• DATASET RECORDS:
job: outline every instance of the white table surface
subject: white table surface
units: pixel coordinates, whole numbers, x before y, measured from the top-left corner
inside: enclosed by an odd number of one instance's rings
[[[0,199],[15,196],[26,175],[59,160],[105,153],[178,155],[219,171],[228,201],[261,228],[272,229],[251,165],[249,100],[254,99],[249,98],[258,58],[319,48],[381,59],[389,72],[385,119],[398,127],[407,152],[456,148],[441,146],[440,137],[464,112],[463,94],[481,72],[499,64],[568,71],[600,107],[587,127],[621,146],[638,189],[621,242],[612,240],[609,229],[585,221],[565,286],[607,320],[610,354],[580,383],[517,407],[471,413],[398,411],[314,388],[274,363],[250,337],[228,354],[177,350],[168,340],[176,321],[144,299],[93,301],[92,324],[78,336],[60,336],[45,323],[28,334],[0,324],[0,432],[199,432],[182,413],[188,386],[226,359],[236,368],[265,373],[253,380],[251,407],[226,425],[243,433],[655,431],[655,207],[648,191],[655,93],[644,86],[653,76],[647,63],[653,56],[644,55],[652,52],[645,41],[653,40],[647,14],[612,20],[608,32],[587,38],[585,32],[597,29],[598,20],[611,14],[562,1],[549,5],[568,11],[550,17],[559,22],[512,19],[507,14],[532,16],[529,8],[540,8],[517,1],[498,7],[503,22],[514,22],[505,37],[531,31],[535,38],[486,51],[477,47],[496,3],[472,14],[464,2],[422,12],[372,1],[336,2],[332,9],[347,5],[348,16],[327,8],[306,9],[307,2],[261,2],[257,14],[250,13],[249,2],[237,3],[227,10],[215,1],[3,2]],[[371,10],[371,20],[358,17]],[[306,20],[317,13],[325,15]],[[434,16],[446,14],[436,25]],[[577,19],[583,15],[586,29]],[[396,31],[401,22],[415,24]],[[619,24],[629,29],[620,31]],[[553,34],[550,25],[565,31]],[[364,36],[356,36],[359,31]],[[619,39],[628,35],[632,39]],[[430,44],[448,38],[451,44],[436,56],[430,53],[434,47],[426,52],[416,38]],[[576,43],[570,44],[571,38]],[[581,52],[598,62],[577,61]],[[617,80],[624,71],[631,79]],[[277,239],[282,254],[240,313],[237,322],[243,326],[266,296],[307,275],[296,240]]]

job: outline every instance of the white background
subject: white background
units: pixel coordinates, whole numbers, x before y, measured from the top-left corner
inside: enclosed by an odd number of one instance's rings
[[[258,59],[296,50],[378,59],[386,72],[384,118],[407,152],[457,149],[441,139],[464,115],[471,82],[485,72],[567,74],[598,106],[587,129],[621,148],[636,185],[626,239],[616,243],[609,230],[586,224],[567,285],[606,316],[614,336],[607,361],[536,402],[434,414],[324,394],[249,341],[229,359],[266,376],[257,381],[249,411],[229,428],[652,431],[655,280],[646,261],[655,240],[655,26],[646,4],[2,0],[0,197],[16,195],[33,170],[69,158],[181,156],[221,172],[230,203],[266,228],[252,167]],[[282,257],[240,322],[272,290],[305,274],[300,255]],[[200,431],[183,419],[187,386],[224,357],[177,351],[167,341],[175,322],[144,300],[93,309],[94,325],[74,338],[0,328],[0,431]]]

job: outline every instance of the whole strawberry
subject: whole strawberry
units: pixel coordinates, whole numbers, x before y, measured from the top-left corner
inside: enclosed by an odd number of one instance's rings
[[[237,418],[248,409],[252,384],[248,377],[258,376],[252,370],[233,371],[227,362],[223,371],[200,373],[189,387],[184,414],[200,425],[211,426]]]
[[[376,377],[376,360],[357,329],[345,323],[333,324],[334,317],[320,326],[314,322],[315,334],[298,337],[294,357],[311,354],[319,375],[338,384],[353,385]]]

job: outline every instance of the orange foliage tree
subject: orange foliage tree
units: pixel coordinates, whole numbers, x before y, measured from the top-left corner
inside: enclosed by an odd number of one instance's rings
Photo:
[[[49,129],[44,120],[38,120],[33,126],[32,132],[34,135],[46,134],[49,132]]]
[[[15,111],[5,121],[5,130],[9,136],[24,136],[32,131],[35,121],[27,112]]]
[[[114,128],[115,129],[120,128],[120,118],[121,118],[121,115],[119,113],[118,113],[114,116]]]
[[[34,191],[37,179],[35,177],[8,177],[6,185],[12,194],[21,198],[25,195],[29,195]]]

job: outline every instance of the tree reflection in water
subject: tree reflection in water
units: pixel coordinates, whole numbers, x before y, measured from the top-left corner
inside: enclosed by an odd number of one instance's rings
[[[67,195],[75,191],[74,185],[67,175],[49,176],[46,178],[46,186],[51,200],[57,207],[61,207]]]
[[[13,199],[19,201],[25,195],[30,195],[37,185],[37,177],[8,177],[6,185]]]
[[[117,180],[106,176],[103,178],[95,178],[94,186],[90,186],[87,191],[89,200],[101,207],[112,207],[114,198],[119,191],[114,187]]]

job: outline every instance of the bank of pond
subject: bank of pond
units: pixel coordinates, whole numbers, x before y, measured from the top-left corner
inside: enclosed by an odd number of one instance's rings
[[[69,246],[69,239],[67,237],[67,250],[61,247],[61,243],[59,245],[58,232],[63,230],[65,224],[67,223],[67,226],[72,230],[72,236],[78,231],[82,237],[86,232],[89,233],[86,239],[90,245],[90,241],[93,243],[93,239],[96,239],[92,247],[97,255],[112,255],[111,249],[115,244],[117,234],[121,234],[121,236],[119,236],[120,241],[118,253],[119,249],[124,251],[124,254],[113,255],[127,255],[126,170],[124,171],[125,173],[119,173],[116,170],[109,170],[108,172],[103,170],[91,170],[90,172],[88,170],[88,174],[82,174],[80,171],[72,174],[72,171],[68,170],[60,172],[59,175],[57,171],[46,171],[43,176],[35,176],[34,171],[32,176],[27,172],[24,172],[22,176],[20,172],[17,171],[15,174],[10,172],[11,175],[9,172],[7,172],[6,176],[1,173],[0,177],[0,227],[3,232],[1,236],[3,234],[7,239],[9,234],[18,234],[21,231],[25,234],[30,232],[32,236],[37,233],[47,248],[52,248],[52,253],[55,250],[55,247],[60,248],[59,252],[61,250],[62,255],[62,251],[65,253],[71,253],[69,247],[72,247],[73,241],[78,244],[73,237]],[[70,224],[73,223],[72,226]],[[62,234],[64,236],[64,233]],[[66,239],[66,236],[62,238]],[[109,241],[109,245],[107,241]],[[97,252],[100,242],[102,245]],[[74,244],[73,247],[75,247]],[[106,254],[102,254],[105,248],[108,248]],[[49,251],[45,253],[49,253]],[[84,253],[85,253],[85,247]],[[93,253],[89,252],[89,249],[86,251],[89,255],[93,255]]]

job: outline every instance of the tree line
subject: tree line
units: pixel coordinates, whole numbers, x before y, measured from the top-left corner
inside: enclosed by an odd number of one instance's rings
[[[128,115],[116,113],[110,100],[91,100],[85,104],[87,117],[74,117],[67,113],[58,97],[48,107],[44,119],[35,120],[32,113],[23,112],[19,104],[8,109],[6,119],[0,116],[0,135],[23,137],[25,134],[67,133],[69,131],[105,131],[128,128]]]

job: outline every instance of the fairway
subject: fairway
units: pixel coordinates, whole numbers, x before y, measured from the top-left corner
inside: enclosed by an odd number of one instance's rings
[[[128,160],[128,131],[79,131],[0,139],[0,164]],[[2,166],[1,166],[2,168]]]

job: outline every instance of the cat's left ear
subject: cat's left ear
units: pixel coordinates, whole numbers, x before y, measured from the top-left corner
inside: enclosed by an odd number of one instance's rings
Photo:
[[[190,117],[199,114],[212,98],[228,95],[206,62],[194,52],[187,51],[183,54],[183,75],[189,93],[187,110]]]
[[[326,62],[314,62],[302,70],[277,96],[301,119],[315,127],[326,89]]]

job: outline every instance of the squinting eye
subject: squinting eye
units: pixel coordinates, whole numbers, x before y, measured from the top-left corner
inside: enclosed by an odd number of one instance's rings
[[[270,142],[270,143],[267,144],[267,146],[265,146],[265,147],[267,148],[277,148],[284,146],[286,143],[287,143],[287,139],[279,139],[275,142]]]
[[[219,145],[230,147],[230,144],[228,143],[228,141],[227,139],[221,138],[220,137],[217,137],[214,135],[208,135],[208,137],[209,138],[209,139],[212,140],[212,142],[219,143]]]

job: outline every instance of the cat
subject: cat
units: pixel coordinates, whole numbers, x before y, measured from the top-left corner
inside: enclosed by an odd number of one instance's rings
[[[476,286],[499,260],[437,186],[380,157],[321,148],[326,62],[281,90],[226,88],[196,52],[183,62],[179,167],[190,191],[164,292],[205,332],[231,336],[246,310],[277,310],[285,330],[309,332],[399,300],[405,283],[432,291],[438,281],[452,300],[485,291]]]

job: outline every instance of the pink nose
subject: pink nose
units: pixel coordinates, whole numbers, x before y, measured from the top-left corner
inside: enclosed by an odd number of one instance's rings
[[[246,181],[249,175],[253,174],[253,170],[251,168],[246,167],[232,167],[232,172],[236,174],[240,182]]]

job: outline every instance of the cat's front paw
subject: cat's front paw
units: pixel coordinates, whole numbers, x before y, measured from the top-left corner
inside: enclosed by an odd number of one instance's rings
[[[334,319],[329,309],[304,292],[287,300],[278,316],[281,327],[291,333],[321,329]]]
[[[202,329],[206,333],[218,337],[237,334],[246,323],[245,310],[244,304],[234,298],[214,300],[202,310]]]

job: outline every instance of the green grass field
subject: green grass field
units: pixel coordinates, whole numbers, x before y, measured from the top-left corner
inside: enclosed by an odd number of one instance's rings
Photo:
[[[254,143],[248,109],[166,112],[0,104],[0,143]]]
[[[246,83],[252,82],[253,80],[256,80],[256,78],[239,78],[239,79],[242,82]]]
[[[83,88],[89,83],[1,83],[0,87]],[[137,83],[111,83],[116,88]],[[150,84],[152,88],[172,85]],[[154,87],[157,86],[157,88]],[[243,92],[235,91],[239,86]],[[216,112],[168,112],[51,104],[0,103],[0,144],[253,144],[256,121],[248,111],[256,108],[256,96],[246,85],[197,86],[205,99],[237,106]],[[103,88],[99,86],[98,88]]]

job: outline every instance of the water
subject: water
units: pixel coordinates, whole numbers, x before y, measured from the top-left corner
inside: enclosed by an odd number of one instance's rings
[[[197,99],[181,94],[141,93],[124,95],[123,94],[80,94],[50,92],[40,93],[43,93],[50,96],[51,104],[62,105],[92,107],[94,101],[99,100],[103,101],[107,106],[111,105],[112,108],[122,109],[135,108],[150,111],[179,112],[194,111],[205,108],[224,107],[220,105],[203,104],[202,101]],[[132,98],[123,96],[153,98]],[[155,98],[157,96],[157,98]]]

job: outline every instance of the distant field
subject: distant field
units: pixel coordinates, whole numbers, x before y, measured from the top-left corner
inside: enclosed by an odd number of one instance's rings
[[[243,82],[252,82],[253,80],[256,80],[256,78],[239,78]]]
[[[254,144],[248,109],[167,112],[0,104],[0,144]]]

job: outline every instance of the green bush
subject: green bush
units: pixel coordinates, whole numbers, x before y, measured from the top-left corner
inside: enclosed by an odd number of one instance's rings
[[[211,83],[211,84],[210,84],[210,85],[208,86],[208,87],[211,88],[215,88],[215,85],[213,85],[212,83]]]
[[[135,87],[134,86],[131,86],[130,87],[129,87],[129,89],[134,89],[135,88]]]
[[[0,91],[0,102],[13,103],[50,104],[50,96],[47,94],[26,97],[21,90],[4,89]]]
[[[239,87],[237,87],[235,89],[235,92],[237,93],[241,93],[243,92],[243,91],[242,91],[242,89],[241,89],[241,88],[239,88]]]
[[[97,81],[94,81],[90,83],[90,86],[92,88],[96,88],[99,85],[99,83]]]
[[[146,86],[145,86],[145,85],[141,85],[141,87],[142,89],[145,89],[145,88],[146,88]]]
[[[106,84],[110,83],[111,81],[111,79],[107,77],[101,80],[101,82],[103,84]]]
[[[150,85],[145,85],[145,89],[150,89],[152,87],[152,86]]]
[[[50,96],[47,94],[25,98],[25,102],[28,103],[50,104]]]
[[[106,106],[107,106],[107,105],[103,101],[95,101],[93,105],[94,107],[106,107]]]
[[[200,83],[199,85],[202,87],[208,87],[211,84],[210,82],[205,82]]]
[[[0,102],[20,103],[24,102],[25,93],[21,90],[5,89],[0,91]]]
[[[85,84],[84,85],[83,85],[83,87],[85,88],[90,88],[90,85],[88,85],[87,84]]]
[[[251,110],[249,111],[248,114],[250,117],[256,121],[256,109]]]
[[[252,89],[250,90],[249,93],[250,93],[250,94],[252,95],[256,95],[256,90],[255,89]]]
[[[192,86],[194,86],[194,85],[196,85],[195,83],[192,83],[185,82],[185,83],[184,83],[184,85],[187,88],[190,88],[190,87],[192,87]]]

• WHAT IS EXPECTED: Repeat only the stretch of lines starting at the one containing "job: outline every instance of the green bush" and running to the final line of the entries above.

• REPLY:
job: outline every instance of the green bush
subject: green bush
units: pixel coordinates, whole numbers, x before y, measured from the top-left corner
inside: enclosed by an odd number of one instance's rings
[[[211,83],[211,84],[210,84],[210,85],[208,86],[208,87],[211,88],[215,88],[215,85],[213,85],[212,83]]]
[[[135,87],[134,86],[131,86],[130,87],[129,87],[129,89],[134,89],[135,88]]]
[[[0,91],[0,102],[13,103],[50,104],[50,96],[47,94],[26,97],[21,90],[4,89]]]
[[[239,87],[237,87],[235,89],[235,92],[237,93],[241,93],[243,92],[243,91],[242,91],[242,89],[241,89],[241,88],[239,88]]]
[[[97,81],[94,81],[90,83],[90,86],[92,88],[96,88],[99,85],[99,83]]]
[[[146,86],[145,86],[145,85],[141,85],[141,87],[142,89],[145,89],[145,88],[146,88]]]
[[[106,84],[110,83],[111,81],[111,79],[107,77],[101,80],[101,82],[103,84]]]
[[[150,85],[145,85],[145,89],[150,89],[152,87],[152,86]]]
[[[50,96],[47,94],[25,98],[25,102],[28,103],[50,104]]]
[[[106,106],[107,106],[107,105],[103,101],[95,101],[93,105],[94,107],[106,107]]]
[[[200,83],[199,85],[202,87],[208,87],[211,84],[210,82],[205,82]]]
[[[0,102],[20,103],[24,102],[25,93],[21,90],[5,89],[0,91]]]
[[[85,84],[84,85],[83,85],[83,87],[85,88],[90,88],[90,85],[88,85],[87,84]]]
[[[251,110],[249,111],[248,114],[250,117],[256,121],[256,109]]]
[[[252,89],[250,90],[249,93],[250,93],[250,94],[252,95],[256,95],[256,90],[255,89]]]
[[[192,86],[194,86],[194,85],[196,85],[195,83],[192,83],[185,82],[185,83],[184,83],[184,85],[187,88],[190,88],[190,87],[192,87]]]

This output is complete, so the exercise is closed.